▸ Texte à lire:
※ ※ ※
Poil de Carotte, Poil de Carotte au Monfort : une mise en abîme du livre de Jules Renard par Flavien Bellec, Solal Forte et Étienne Blanc, une dissection méticuleuse des mécanismes de l’humiliation et de ses conséquences.
Sur la scène, deux chaises, un petit tigre en plastique. Un grand écran, un projecteur, un ordinateur. Dans l’ombre, on distingue un banc noir, un sac de supermarché. Quelques notes, piano, nappes de violon. Solal Forte arrive du fond de la salle. Dans ses mains, un livre, une perruque orange. Il allume la scène, tape « poil de carotte, poil de carotte », commence à lire… Je passe un bien vilain moment. Tous les livres me dégoûtent…
Poil de carotte, vous connaissez. L’enfant roux, mal aimé, pris entre une mère qui le déteste, un père qui s’en fout, un frère et une sœur aînés qui le briment et l’humilient. Un livre de Jules Renard, écrit au XIXe siècle. Un classique qu’on a tous étudié en classe, adapté à la télévision, au cinéma, au théâtre, en comédie musicale. Devenu un texte pour enfants. Que nous pensons connaître, dont nous croyons qu’il n’a plus grand chose à nous dire.
※ ※ ※
▸ Matériel recueilli:
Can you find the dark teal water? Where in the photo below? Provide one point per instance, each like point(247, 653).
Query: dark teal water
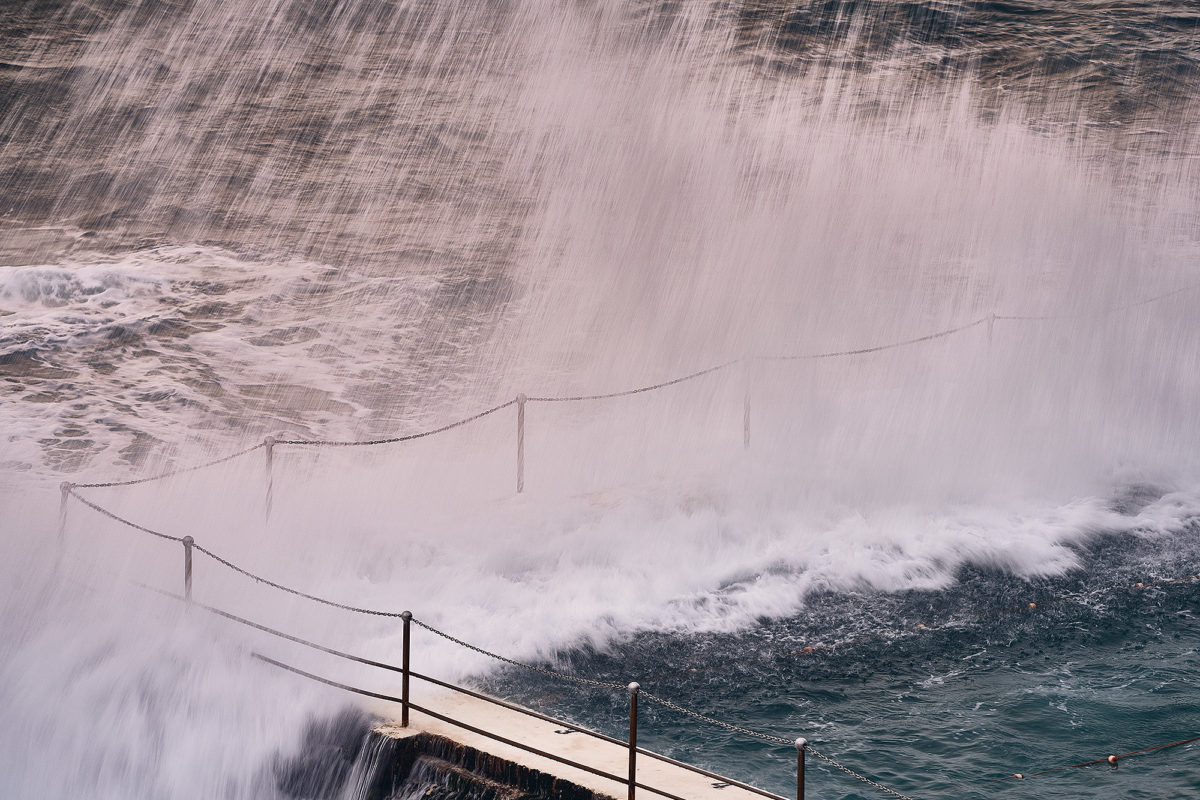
point(988, 689)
※ ※ ※
▸ Exercice écrit 1:
Résumez le texte à lire en deux phrases.
▸ Exercice écrit 2:
Répondez aux questions suivantes à partir du texte à lire :
(a) Quel objet en plastique se trouve sur la scène ?
(b) Que tient Solal Forte dans ses mains lorsqu'il arrive du fond de la salle ?
(c) À quel siècle Jules Renard a-t-il écrit son livre ?

▸ Réponse complète 1:
« Poil de Carotte, Poil de Carotte », présenté au Monfort par Flavien Bellec, Solal Forte et Étienne Blanc, est une mise en abîme du livre de Jules Renard qui dissèque avec minutie les mécanismes de l'humiliation et leurs conséquences. Écrit au XIXe siècle, ce livre raconte l'histoire d'un enfant roux mal aimé, détesté par sa mère, délaissé par son père et humilié par son frère et sa sœur aînés, et il est devenu un classique étudié en classe et adapté sous de nombreuses formes.

▸ Réponse complète 2:
(a) Un petit tigre.
(b) Un livre et une perruque orange.
(c) Au XIXe siècle.